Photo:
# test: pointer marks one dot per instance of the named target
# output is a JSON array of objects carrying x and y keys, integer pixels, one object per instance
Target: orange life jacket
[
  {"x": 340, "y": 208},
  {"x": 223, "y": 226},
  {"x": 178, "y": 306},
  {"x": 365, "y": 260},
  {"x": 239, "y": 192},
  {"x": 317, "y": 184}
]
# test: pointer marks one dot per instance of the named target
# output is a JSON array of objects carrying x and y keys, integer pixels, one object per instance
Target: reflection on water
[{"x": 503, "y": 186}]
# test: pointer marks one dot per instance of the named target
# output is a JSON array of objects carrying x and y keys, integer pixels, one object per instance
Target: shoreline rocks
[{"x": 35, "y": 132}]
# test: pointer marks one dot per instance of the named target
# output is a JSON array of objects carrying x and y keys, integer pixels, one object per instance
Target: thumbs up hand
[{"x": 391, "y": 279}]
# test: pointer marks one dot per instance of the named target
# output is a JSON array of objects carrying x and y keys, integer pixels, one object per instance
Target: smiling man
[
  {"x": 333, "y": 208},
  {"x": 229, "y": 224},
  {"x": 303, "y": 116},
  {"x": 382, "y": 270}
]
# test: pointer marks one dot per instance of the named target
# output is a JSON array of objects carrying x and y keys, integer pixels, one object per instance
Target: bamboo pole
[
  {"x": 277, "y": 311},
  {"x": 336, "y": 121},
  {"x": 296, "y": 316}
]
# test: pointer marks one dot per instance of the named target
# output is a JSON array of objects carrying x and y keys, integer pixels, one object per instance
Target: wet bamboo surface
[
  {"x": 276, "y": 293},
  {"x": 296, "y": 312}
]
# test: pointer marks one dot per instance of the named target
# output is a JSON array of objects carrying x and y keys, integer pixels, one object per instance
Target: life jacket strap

○ ○ ○

- _THE EXERCISE_
Every record above should be copied exactly.

- _ANSWER TO THIS EXERCISE_
Photo:
# test: pointer marks one dot per instance of the named target
# output is a JSON array of objects carrying x and y keys, integer pixels, one object per instance
Target: orange life jacket
[
  {"x": 340, "y": 208},
  {"x": 223, "y": 226},
  {"x": 178, "y": 306},
  {"x": 365, "y": 260},
  {"x": 239, "y": 192},
  {"x": 317, "y": 184}
]
# test: pointer marks one dot per instance of the named target
# output is a JSON array of objects carrying x and y keys, integer pixels, one object per instance
Target: reflection on water
[{"x": 503, "y": 186}]
# test: pointer marks one dot per instance of the named target
# output is a JSON array of objects carrying x and y keys, integer pixels, one object per instance
Target: shoreline rocks
[{"x": 35, "y": 132}]
# test: pointer marks one dot per instance of the named target
# output is a JSON array of objects carrying x and y keys, integer pixels, one object per instance
Target: thumbs up hand
[{"x": 391, "y": 279}]
# test: pointer marks one dot per instance of the named target
# output is a JSON array of objects carrying x and y keys, integer pixels, one object per instance
Target: smiling man
[
  {"x": 333, "y": 208},
  {"x": 229, "y": 224},
  {"x": 303, "y": 116},
  {"x": 382, "y": 270}
]
# test: pointer marks one dot per instance of the named target
# output is a JSON array of objects carrying x and y keys, integer pixels, one object per instance
Target: bamboo pole
[
  {"x": 277, "y": 311},
  {"x": 336, "y": 121},
  {"x": 296, "y": 316}
]
# test: pointer marks one dot per instance of the named target
# output is a JSON array of objects carrying x and y keys, integer pixels, one object per instance
Target: wet bamboo surface
[
  {"x": 276, "y": 293},
  {"x": 296, "y": 312}
]
# test: pointer marks one dot per instance of the named target
# output is a JSON array of objects carrying x and y keys, integer pixels, one object per instance
Target: life jacket strap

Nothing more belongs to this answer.